§ **DIRECTIONS**: Your task is to transcribe the entries below exactly, from their first line down to the line containing "Target: aft rotor blade", and to stop there.

§ **STUDY MATERIAL**:
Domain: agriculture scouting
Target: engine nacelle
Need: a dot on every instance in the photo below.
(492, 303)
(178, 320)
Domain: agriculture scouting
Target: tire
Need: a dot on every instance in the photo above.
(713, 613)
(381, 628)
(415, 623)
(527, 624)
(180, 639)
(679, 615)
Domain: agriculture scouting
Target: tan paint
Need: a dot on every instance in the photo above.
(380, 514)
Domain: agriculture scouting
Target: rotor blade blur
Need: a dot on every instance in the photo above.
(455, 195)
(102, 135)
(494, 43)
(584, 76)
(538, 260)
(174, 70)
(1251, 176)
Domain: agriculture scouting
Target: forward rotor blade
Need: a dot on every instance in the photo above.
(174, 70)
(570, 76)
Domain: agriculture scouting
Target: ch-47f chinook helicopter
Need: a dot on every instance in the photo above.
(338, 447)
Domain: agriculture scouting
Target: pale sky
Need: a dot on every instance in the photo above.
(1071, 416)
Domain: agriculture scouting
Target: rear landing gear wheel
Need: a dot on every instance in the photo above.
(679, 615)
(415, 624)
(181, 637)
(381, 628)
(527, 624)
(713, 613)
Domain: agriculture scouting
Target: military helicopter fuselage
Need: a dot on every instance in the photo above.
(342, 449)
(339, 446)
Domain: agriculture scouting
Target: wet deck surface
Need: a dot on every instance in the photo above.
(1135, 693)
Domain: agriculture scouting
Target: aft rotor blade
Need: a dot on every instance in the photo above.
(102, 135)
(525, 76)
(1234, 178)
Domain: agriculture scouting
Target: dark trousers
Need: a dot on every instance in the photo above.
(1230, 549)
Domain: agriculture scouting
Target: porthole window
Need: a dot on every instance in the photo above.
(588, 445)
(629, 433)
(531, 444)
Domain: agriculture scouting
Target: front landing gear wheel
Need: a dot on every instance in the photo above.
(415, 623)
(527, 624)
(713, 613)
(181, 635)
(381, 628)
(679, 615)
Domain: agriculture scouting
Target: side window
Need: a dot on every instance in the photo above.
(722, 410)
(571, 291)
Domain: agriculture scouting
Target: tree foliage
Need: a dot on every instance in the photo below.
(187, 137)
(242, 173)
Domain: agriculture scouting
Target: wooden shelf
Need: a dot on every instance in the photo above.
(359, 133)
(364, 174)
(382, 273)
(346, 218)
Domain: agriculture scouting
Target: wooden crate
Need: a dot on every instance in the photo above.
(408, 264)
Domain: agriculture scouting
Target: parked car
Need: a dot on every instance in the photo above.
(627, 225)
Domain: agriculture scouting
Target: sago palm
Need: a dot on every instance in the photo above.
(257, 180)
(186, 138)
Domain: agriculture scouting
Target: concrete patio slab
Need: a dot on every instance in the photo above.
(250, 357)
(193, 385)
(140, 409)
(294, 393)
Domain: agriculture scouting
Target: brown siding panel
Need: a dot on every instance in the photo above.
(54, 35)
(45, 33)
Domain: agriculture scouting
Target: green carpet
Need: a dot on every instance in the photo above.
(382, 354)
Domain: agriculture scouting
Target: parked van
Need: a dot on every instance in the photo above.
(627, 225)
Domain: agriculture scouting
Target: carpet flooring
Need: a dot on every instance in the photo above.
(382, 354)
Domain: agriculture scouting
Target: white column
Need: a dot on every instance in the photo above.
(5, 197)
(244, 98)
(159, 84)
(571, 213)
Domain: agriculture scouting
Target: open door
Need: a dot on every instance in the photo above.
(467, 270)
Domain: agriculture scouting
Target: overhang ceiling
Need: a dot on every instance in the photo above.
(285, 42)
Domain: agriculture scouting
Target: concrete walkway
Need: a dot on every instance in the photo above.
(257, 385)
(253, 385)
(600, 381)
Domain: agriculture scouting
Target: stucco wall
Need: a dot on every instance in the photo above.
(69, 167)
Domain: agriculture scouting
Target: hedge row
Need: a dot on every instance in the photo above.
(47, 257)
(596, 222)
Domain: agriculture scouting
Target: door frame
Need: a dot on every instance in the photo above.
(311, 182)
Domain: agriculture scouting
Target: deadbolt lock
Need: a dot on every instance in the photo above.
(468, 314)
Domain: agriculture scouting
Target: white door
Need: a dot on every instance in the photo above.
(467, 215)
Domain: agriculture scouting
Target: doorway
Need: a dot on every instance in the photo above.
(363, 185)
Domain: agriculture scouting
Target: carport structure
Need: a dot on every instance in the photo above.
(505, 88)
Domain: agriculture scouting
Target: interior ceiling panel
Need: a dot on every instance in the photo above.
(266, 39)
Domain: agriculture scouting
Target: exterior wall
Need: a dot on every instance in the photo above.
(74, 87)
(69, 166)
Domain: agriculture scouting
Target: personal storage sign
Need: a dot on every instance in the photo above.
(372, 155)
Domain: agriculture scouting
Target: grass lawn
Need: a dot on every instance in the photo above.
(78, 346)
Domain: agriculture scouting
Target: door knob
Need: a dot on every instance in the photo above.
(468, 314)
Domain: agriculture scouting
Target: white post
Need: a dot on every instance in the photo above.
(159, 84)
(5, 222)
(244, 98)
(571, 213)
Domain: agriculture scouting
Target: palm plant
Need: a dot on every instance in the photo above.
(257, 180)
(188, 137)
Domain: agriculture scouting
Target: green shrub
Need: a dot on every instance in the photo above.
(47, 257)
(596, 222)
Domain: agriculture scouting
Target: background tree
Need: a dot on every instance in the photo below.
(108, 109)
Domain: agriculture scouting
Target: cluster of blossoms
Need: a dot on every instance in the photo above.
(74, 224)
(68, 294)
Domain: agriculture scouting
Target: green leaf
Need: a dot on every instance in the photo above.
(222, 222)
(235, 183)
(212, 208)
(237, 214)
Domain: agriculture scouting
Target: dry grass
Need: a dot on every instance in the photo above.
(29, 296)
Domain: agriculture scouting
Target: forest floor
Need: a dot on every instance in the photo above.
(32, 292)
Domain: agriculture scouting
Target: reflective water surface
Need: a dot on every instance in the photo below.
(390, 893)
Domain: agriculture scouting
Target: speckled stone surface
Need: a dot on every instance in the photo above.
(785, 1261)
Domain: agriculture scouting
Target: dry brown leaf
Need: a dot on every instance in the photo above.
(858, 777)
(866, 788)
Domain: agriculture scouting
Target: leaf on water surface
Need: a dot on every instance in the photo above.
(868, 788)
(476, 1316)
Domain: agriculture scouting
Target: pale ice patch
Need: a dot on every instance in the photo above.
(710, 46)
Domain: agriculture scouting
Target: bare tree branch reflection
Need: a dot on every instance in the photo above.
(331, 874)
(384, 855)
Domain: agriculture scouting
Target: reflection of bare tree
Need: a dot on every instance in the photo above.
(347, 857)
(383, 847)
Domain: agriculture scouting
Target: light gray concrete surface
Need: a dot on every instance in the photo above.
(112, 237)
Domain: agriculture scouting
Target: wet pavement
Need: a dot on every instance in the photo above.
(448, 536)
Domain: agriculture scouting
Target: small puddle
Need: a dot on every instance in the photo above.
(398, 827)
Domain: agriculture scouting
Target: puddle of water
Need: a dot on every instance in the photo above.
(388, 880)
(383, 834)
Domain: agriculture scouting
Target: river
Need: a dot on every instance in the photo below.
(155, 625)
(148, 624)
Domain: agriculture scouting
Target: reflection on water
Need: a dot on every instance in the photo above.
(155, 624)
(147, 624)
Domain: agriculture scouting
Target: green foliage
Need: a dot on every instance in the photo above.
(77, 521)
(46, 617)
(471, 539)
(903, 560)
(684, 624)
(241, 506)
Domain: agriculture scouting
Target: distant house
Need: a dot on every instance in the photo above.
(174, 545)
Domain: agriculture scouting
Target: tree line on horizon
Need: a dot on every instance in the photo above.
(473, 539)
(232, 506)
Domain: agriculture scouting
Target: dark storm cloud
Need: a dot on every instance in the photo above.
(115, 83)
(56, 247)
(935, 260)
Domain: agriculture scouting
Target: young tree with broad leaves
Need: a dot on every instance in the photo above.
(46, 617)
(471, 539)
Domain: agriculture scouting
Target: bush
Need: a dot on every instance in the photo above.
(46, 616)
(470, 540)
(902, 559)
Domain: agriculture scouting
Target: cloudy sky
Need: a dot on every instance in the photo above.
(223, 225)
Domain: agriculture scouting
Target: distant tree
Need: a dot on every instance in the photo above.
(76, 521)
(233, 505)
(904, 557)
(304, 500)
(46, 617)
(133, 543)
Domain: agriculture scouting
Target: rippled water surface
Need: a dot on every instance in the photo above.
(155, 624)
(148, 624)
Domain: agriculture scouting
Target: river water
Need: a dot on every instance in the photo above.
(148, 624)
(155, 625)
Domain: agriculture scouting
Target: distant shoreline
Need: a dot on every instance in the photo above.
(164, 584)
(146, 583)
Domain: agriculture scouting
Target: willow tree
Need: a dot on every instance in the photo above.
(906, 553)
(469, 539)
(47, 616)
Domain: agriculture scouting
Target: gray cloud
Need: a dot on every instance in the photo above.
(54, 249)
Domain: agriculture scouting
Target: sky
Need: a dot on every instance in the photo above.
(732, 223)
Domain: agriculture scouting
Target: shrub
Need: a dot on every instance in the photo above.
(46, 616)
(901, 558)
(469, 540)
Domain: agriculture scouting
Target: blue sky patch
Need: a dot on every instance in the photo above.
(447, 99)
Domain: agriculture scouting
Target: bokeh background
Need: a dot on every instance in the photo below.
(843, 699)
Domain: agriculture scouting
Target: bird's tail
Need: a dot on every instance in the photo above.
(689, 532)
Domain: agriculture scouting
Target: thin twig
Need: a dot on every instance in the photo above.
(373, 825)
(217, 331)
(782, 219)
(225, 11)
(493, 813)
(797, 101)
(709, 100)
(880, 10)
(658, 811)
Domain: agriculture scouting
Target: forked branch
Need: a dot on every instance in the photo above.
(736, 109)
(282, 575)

§ **RESULT OF THE TASK**:
Domain: agriculture scouting
Target: engine nacelle
Need: a dot on every instance in the photo below.
(492, 303)
(178, 320)
Domain: agriculture scouting
Target: tire
Need: a dot on every instance in the photo above.
(713, 613)
(381, 628)
(415, 623)
(527, 624)
(180, 639)
(679, 615)
Domain: agriculture scouting
Target: tan paint
Need: a dot on every instance in the photo above.
(380, 514)
Domain: agriculture scouting
Target: rotor blade blur
Need: a dot on every instance in the photo above.
(455, 195)
(102, 135)
(494, 43)
(584, 76)
(538, 260)
(174, 70)
(1251, 176)
Domain: agriculture scouting
Target: forward rotor blade
Need: a dot on every instance in the photo above.
(174, 70)
(570, 76)
Domain: agriculture scouting
Target: ch-47f chinook helicopter
Need: a dot on every instance in the photo above.
(338, 447)
Domain: agriculture scouting
Target: pale sky
Need: a dot on every instance in the photo above.
(1071, 416)
Domain: agriculture scouting
Target: rear landing gear wheel
Need: a dot on every instance in the photo above.
(679, 615)
(415, 624)
(181, 637)
(381, 628)
(527, 624)
(713, 613)
Domain: agriculture scouting
Target: military helicopter fuselage
Need: a dot on every instance in the photo above.
(342, 449)
(339, 446)
Domain: agriculture scouting
Target: wet deck surface
Need: a dot on every instance in the photo above.
(1135, 693)
Domain: agriculture scouting
Target: aft rotor blade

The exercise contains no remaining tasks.